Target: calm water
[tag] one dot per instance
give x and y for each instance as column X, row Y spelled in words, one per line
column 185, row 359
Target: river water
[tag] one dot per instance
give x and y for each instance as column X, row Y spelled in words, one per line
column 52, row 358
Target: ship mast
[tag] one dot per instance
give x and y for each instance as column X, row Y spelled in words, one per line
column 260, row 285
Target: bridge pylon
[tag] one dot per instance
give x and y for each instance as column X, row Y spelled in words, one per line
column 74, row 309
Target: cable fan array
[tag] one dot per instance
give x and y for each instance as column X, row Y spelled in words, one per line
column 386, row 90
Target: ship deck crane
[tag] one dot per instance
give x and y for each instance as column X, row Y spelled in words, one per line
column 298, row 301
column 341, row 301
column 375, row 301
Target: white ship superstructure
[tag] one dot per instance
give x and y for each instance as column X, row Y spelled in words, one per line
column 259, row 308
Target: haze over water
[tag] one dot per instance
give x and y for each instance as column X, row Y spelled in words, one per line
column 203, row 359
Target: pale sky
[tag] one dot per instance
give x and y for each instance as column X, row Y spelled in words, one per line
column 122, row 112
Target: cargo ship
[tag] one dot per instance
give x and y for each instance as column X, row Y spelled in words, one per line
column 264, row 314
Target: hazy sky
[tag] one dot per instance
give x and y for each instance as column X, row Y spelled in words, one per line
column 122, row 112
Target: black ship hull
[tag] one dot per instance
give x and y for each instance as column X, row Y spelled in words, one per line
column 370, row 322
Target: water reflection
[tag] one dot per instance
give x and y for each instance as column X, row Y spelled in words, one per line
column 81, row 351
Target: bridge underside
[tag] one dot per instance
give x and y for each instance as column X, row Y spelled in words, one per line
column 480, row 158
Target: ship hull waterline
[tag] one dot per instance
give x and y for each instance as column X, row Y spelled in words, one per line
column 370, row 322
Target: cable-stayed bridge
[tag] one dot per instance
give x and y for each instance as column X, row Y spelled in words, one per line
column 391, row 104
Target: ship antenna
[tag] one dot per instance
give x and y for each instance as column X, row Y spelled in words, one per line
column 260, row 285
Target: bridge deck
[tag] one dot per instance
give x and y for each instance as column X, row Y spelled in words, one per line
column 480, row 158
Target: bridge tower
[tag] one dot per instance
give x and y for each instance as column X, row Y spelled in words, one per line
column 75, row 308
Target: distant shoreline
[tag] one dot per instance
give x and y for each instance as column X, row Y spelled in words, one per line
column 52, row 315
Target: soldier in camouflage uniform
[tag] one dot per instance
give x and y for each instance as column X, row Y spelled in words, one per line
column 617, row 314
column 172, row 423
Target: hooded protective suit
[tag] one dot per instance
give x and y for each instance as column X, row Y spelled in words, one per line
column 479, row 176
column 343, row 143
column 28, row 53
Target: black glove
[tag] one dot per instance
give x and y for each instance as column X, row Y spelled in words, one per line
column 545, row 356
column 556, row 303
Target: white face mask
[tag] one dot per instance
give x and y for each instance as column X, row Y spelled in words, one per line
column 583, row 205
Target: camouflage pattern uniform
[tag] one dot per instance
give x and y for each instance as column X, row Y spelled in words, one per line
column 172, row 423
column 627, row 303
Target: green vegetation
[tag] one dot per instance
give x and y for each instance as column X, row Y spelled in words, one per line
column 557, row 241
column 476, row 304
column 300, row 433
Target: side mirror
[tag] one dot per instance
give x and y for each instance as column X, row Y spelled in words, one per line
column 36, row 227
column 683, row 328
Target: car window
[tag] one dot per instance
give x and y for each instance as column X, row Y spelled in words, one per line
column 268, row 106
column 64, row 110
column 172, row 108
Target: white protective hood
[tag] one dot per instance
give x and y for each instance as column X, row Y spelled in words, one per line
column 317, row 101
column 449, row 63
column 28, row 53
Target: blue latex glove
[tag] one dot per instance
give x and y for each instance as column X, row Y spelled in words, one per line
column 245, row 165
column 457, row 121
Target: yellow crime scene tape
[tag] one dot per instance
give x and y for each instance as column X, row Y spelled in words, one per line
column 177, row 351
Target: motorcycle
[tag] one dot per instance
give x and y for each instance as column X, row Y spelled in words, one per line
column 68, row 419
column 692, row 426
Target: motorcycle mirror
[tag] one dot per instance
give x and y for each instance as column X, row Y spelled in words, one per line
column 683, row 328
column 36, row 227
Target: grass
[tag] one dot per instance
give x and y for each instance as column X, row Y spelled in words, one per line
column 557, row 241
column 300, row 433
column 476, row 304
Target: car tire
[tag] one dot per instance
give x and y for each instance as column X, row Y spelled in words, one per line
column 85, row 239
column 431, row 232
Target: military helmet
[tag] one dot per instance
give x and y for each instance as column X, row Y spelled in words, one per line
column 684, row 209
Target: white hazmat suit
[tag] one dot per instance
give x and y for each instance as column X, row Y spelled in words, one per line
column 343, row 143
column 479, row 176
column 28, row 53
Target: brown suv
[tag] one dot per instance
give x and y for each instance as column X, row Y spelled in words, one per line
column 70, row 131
************
### Action item
Please restate the data word for word, every record included.

### Reply
Target: calm water
[tag] one dot per instance
give x and y for each instance as column X, row Y spelled in words, one per line
column 185, row 359
Target: river water
[tag] one dot per instance
give x and y for each instance as column X, row Y spelled in words, one per line
column 52, row 358
Target: ship mast
[tag] one dot per instance
give x and y for each instance as column X, row Y spelled in words, one per line
column 260, row 285
Target: bridge pylon
[tag] one dot per instance
give x and y for each instance as column X, row Y spelled in words, one per line
column 74, row 309
Target: cable fan array
[tag] one dot per instance
give x and y for each instance as column X, row Y spelled in words, one per line
column 386, row 90
Target: ship deck crane
[tag] one dot per instance
give x and y for each instance as column X, row Y spelled in words, one per line
column 298, row 301
column 341, row 301
column 375, row 301
Target: white ship superstructure
[tag] one dot per instance
give x and y for each instance as column X, row Y spelled in words, one per line
column 259, row 308
Target: haze over water
[tag] one dot per instance
give x and y for each instance as column X, row Y spelled in words, one per line
column 203, row 359
Target: pale sky
[tag] one dot per instance
give x and y for each instance as column X, row Y spelled in words, one per line
column 122, row 112
Target: cargo ship
[tag] one dot per instance
give x and y for each instance as column X, row Y spelled in words, one per line
column 264, row 314
Target: hazy sky
[tag] one dot per instance
give x and y for each instance as column X, row Y spelled in words, one per line
column 122, row 112
Target: black ship hull
[tag] one dot per instance
give x and y for each instance as column X, row Y spelled in words, one per line
column 370, row 322
Target: water reflection
[tag] one dot per instance
give x and y for each instance as column X, row Y spelled in words, one per line
column 81, row 351
Target: bridge underside
[tag] one dot per instance
give x and y for each instance as column X, row Y spelled in words, one per line
column 480, row 158
Target: ship hull waterline
[tag] one dot per instance
give x and y for each instance as column X, row Y spelled in words, one per line
column 370, row 322
Target: cable-stayed bridge
[tag] one dot per instance
give x and y for each instance as column X, row Y spelled in words, one per line
column 391, row 104
Target: ship antenna
[tag] one dot per instance
give x and y for each instance as column X, row Y spelled in words, one per line
column 260, row 285
Target: bridge deck
[tag] one dot per instance
give x and y for each instance as column X, row Y spelled in words, one per line
column 480, row 158
Target: bridge tower
[tag] one dot per instance
give x and y for each instance as column X, row Y spelled in words, one per line
column 75, row 308
Target: distant shoreline
[tag] one dot per instance
give x and y for each instance as column X, row Y spelled in words, one per line
column 52, row 315
Target: soldier in camouflage uniform
[tag] one dot per instance
give x and y for each instance as column X, row Y spelled in words, one per line
column 617, row 314
column 172, row 423
Target: hooded protective suit
[tag] one dot per instance
give x and y for each instance as column X, row Y spelled in words, one per line
column 479, row 176
column 343, row 143
column 28, row 53
Target: black glove
[tag] one dot per instance
give x and y for each instance as column X, row Y spelled in words, one per line
column 545, row 356
column 556, row 303
Target: white face mask
[tag] one dot per instance
give x and y for each instance as column X, row Y spelled in words, one per line
column 583, row 205
Target: camouflage pattern uniform
[tag] one dot per instance
give x and y for each instance as column X, row Y spelled in words, one per line
column 172, row 423
column 627, row 303
Target: green vegetation
[tag] one dot per instance
give x and y for each instance as column X, row Y spelled in words, one per line
column 557, row 241
column 476, row 304
column 300, row 433
Target: side mirror
[tag] one dot per instance
give x and y for each instance as column X, row Y spelled in words, one per line
column 36, row 227
column 683, row 328
Target: car window
[tag] one dot per instance
give x and y for each instance as column X, row Y spelled in words, one per line
column 268, row 106
column 64, row 110
column 172, row 108
Target: white protective hood
[tag] one dot per instance
give x and y for each instance as column X, row Y spelled in words, one per line
column 317, row 101
column 449, row 63
column 28, row 53
Target: blue latex glove
[tag] one dot per instance
give x and y for each instance as column X, row Y spelled in words, one per line
column 245, row 165
column 457, row 121
Target: yellow crime scene tape
[tag] one dot per instance
give x and y for each instance as column X, row Y spelled in words, one per line
column 177, row 351
Target: motorcycle
[tag] one dot per instance
give x and y for each instance as column X, row Y spelled in words, one per line
column 68, row 419
column 692, row 426
Target: motorcycle mirror
[tag] one dot per instance
give x and y for each instance as column X, row Y spelled in words, one per line
column 683, row 328
column 36, row 227
Target: grass
[tag] one dot per instance
give x and y for each instance as column X, row Y spelled in words, one per line
column 557, row 241
column 300, row 433
column 476, row 304
Target: car tire
[tag] one dot per instance
give x and y for each instance as column X, row Y spelled in words, one per line
column 85, row 239
column 431, row 232
Target: military helmet
[tag] one dot per instance
give x and y for each instance as column X, row Y spelled in words, one per line
column 684, row 209
Target: white hazmat suit
[tag] one dot per instance
give x and y for each instance as column X, row Y spelled in words, one per line
column 343, row 143
column 479, row 176
column 28, row 53
Target: brown suv
[tag] one dot per instance
give x and y for each instance as column X, row Y spelled in words, one per line
column 70, row 131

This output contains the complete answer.